**DAFTAR TUGAS**.
**a)** Menurut teks acuan, budaya apa yang selama ini lebih dominan berkembang dalam birokrasi dibandingkan budaya pelayanan?
**b)** Tukar "kesejahteraan rakyat" dengan "kemakmuran rakyat", lalu tuliskan ulang bagian teks acuan mulai dari "Upaya untuk menghubungkan" sampai dengan dan termasuk "masih sangat rendah.".
**c)** Sebutkan semua perbuatan yang, menurut teks acuan, dihindari oleh para pelaku dalam pemerintahan yang bersih.

**TEKS ACUAN**.
○ ○ ○
Fenomena pelayanan publik oleh birokrasi pemerintahan sarat dengan permasalahan, misalnya prosedur pelayanan yang bertele-tele, ketidakpastian waktu dan harga yang menyebabkan pelayanan menjadi sulit dijangkau secara wajar oleh masyarakat. Hal ini menyebabkan terjadi ketidakpercayaan kepada pemberi pelayanan dalam hal ini birokrasi sehingga masyarakat mencari jalan alternatif untuk mendapatkan pelayanan melalui cara tertentu yaitu dengan memberikan biaya tambahan. Dalam pemberian pelayanan publik, disamping permasalahan diatas, juga tentang cara pelayanan yang diterima oleh masyarakat yang sering melecehkan martabatnya sebagai warga Negara. Masyarakat ditempatkan sebagai klien yang membutuhkan bantuan pejabat birokrasi, sehingga harus tunduk pada ketentuan birokrasi dan kemauan dari para pejabatnya. Hal ini terjadi karna budaya yang berkembang dalam birokrasi selama ini bukan budaya pelayanan, tetapi lebih mengarah kepada budaya kekuasaan.

Upaya untuk menghubungkan tata-pemerintahan yang baik dengan pelayanan publik barangkali bukan merupakan hal yang baru. Namun keterkaitan antara konsep good-governance (tata-pemerintahan yang baik) dengan konsep public service (pelayanan publik) tentu sudah cukup jelas logikanya publik dengan sebaik-baiknya. Argumentasi lain yang membuktikan betapa pentingnya pelayanan publik ialah keterkaitannya dengan tingkat kesejahteraan rakyat. Inilah yang tampaknya harus dilihat secara jernih karena di negara-negara berkembang kesadaran para birokrat untuk memberikan pelayanan yang terbaik kepada masyarakat masih sangat rendah.

Secara garis besar, permasalahan penerapan Good Governance meliputi :
1. Reformasi birokrasi belum berjalan sesuai dengan tuntutan masyarakat;
2. Tingginya kompleksitas permasalahan dalam mencari solusi perbaikan;
3. Masih tingginya tingkat penyalahgunaan wewenang, banyaknya praktek KKN, dan masih lemahnya pengawasan terhadap kinerja aparatur;
4. Makin meningkatnya tuntutan akan partisipasi masyarakat dalam kebijakan publik;
5. Meningkatnya tuntutan penerapan prinsip-prinsip tata kepemerintahan yang baik antara lain transparansi, akuntabilitas dan kualitas kinerja publik serta taat pada hukum;
6. Meningkatnya tuntutan dalam pelimpahan tanggung jawab, kewenangan dan pengambilan keputusan dalam era desentralisasi;
7. Rendahnya kinerja sumberdaya manusia dan kelembagaan aparatur; sistem kelembagaan (organisasi) dan ketatalaksanaan (manajemen) pemerintahan daerah yang belum memadai;




Pemerintah yang Bersih
Kemidian selanjutnya mengenai Kepemerintahan yang bersih Secara sederhana pemerintahan yang bersih dapat dijelaskan sebagai kondisi pemerintahan yang para pelakunya yang terlibat di dalamnya menjaga diri dari perbuatan korupsi, kolusi, dan nepotisme (KKN).
○ ○ ○
Data dari kumpulan pelabelan titik
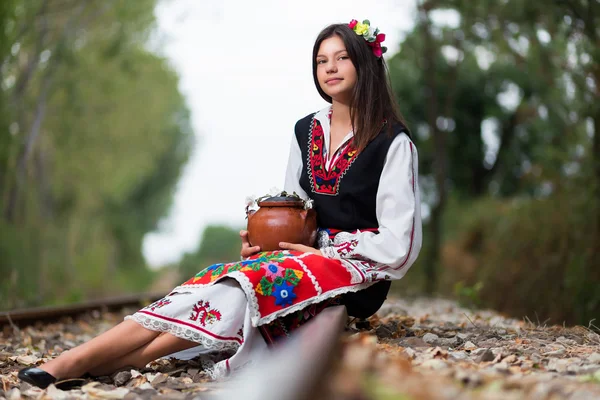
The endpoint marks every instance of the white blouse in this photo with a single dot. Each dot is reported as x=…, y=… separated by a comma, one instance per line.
x=396, y=246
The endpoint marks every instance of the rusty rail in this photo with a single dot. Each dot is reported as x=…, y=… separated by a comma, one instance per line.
x=300, y=366
x=30, y=315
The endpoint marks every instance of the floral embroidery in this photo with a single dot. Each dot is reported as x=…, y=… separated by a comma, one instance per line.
x=205, y=313
x=284, y=294
x=158, y=304
x=322, y=180
x=272, y=270
x=346, y=249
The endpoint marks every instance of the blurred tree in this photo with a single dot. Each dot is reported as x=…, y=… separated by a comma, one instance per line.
x=218, y=244
x=95, y=135
x=507, y=91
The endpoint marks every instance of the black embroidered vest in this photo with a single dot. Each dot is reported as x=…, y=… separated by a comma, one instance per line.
x=345, y=196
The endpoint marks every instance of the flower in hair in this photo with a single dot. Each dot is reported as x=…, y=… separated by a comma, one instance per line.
x=372, y=36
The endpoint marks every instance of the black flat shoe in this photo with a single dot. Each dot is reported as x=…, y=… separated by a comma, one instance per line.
x=36, y=377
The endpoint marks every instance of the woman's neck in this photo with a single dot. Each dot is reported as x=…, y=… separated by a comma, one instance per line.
x=341, y=113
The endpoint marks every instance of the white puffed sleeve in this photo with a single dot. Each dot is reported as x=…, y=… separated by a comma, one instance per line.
x=398, y=208
x=293, y=171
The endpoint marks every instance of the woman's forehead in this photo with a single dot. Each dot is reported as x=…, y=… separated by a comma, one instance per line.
x=331, y=45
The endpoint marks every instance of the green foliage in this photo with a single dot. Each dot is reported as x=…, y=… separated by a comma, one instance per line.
x=519, y=225
x=468, y=296
x=99, y=134
x=219, y=244
x=526, y=257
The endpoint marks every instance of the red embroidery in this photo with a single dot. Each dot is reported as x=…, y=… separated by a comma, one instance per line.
x=159, y=304
x=203, y=311
x=323, y=181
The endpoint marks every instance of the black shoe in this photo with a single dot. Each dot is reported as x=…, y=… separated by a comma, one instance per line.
x=36, y=377
x=69, y=384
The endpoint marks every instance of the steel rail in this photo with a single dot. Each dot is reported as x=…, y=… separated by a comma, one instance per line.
x=27, y=316
x=300, y=366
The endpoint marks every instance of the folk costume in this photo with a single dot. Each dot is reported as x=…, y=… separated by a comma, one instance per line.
x=368, y=211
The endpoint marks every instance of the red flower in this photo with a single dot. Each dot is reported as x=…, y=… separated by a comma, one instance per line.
x=376, y=45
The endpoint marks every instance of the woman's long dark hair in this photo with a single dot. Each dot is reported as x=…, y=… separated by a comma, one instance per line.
x=372, y=101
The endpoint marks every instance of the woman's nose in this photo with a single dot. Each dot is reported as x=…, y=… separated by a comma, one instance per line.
x=331, y=67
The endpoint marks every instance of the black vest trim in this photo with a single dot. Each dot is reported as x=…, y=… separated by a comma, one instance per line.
x=323, y=181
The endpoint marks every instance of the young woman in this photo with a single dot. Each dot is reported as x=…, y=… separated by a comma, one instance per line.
x=356, y=161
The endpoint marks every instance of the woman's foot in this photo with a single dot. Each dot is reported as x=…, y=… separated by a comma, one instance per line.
x=36, y=377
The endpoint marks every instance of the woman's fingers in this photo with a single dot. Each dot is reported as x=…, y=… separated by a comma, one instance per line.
x=247, y=250
x=299, y=247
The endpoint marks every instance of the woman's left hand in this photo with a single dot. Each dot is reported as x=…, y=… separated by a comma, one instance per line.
x=299, y=247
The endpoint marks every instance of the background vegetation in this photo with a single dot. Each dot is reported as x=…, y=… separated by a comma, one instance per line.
x=501, y=96
x=93, y=136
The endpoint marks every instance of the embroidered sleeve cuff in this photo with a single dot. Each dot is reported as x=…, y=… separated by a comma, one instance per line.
x=330, y=252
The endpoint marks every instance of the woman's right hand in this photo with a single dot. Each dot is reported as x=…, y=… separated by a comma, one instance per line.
x=247, y=250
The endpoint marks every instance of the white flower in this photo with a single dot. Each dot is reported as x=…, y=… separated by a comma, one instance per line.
x=250, y=200
x=371, y=32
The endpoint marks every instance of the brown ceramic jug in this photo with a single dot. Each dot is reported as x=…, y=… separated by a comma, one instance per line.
x=281, y=219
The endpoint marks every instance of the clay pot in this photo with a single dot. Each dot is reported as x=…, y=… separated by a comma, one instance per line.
x=281, y=219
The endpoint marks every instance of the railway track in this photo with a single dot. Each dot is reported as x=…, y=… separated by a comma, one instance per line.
x=45, y=314
x=313, y=349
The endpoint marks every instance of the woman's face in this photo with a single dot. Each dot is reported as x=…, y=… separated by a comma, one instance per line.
x=335, y=72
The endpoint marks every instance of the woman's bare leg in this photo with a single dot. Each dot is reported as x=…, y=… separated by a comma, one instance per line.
x=160, y=346
x=112, y=344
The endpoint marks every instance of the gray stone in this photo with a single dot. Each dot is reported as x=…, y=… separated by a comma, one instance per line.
x=384, y=331
x=594, y=358
x=122, y=378
x=487, y=355
x=430, y=338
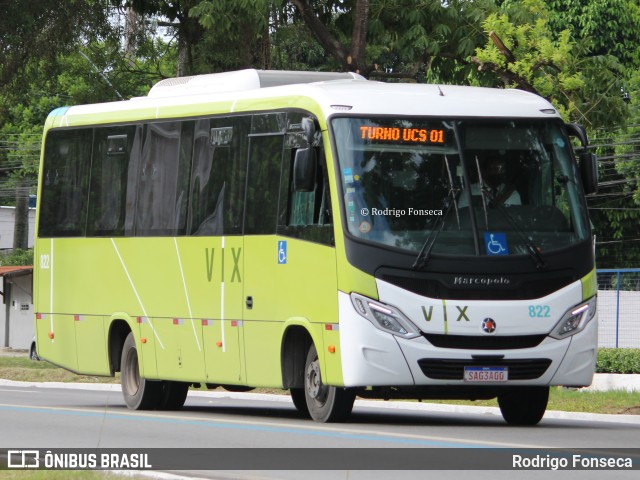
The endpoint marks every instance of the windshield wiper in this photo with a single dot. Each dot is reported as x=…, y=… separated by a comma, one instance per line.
x=482, y=192
x=425, y=251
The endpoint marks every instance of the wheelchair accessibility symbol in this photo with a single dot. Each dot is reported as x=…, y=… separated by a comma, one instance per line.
x=282, y=252
x=496, y=243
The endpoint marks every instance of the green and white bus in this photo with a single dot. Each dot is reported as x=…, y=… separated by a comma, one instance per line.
x=320, y=233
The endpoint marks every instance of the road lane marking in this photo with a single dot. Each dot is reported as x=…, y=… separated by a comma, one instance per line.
x=313, y=430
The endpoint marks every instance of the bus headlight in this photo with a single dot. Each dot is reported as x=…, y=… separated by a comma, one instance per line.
x=384, y=317
x=574, y=320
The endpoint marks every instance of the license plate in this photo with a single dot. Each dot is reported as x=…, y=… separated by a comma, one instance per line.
○ ○ ○
**JAWABAN PER TUGAS**.
**a)** Budaya kekuasaan.

**b)**
Upaya untuk menghubungkan tata-pemerintahan yang baik dengan pelayanan publik barangkali bukan merupakan hal yang baru. Namun keterkaitan antara konsep good-governance (tata-pemerintahan yang baik) dengan konsep public service (pelayanan publik) tentu sudah cukup jelas logikanya publik dengan sebaik-baiknya. Argumentasi lain yang membuktikan betapa pentingnya pelayanan publik ialah keterkaitannya dengan tingkat kemakmuran rakyat. Inilah yang tampaknya harus dilihat secara jernih karena di negara-negara berkembang kesadaran para birokrat untuk memberikan pelayanan yang terbaik kepada masyarakat masih sangat rendah.

**c)** Korupsi, kolusi, dan nepotisme.